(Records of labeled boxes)
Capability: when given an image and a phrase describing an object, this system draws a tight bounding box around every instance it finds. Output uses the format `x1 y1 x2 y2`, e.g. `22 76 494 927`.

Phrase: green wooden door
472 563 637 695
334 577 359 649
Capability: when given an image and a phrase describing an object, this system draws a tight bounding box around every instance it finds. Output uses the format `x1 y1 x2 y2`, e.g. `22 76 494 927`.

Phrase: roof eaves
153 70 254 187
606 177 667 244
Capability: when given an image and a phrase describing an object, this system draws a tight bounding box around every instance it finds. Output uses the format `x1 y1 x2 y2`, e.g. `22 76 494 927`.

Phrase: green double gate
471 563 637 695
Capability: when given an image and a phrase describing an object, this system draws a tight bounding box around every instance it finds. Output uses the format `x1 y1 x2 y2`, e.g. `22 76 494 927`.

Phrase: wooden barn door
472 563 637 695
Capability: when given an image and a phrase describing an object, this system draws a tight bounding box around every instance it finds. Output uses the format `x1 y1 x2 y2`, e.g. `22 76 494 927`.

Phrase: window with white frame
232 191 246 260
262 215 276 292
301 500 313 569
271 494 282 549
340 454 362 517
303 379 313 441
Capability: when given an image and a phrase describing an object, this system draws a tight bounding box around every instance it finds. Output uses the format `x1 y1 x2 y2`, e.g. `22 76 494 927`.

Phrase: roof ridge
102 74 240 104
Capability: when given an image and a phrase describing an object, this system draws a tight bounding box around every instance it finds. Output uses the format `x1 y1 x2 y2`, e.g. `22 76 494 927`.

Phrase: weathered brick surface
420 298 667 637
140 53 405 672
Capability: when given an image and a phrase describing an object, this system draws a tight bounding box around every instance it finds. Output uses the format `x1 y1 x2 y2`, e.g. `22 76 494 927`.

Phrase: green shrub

→ **GOAL OF THE EXERCISE**: Reproduce all of the lines above word for word, with nothing changed.

→ **COMPLETED TASK**:
Capability: when given an image and a phrase describing an object, this system draws a tight bounding box around every instance it finds. Output uses the format `x1 y1 x2 y2`, e.g. `22 76 494 927`.

Phrase: green wooden door
472 563 637 695
334 577 359 649
Capability: when given an image and a phrase describing an object, this system draws a tight bounding box around every instance it finds. Output uses the format `x1 y1 x2 y2`, e.g. `22 76 494 927`.

Phrase: roof eaves
153 70 254 187
606 177 667 244
Capability: when given an image and a phrase describing an object, this system draws a tight bounding box around every instance it finds. Output uses the format `x1 y1 x2 y2`, e.g. `22 76 494 927`.

Phrase: green double gate
471 563 637 695
Capability: when given an image and a phrase describing an object, this system draws a tight bounding box around every instance it finds. Output uses the format `x1 y1 x2 y2`, e.g. `22 76 494 927`.

Phrase: wooden barn door
472 563 637 695
Capability: when given an image and a phrase describing an object, this system draws a tight bounding box around every instance it finds. Output uses the format `x1 y1 x2 y2`, e.g. `22 76 494 927`.

Phrase: window with white frame
232 191 246 260
262 215 276 292
301 500 313 569
271 494 282 549
340 454 362 517
303 379 313 441
Capability: when given an image and a phrase describing an object, this system draws a tight bounding box around every instance it finds. Output uses the format `x1 y1 x2 y2`, e.g. `22 76 494 927`.

Phrase: roof ridge
102 74 240 104
Capability: when given an image and a phrase describing an object, this system draws a tight bounding box around every instance it finds. Output uses the format `x1 y1 x2 y2`, e.g. `22 76 494 927`.

Phrase: weathered brick surface
420 298 667 637
140 53 405 672
Capability: when given an image and a phrase describing an object, this system draws a tight bounding box around every instance it finds. Output uses the format `x1 y1 x2 y2`, e.g. `22 76 494 927`.

Phrase: green shrub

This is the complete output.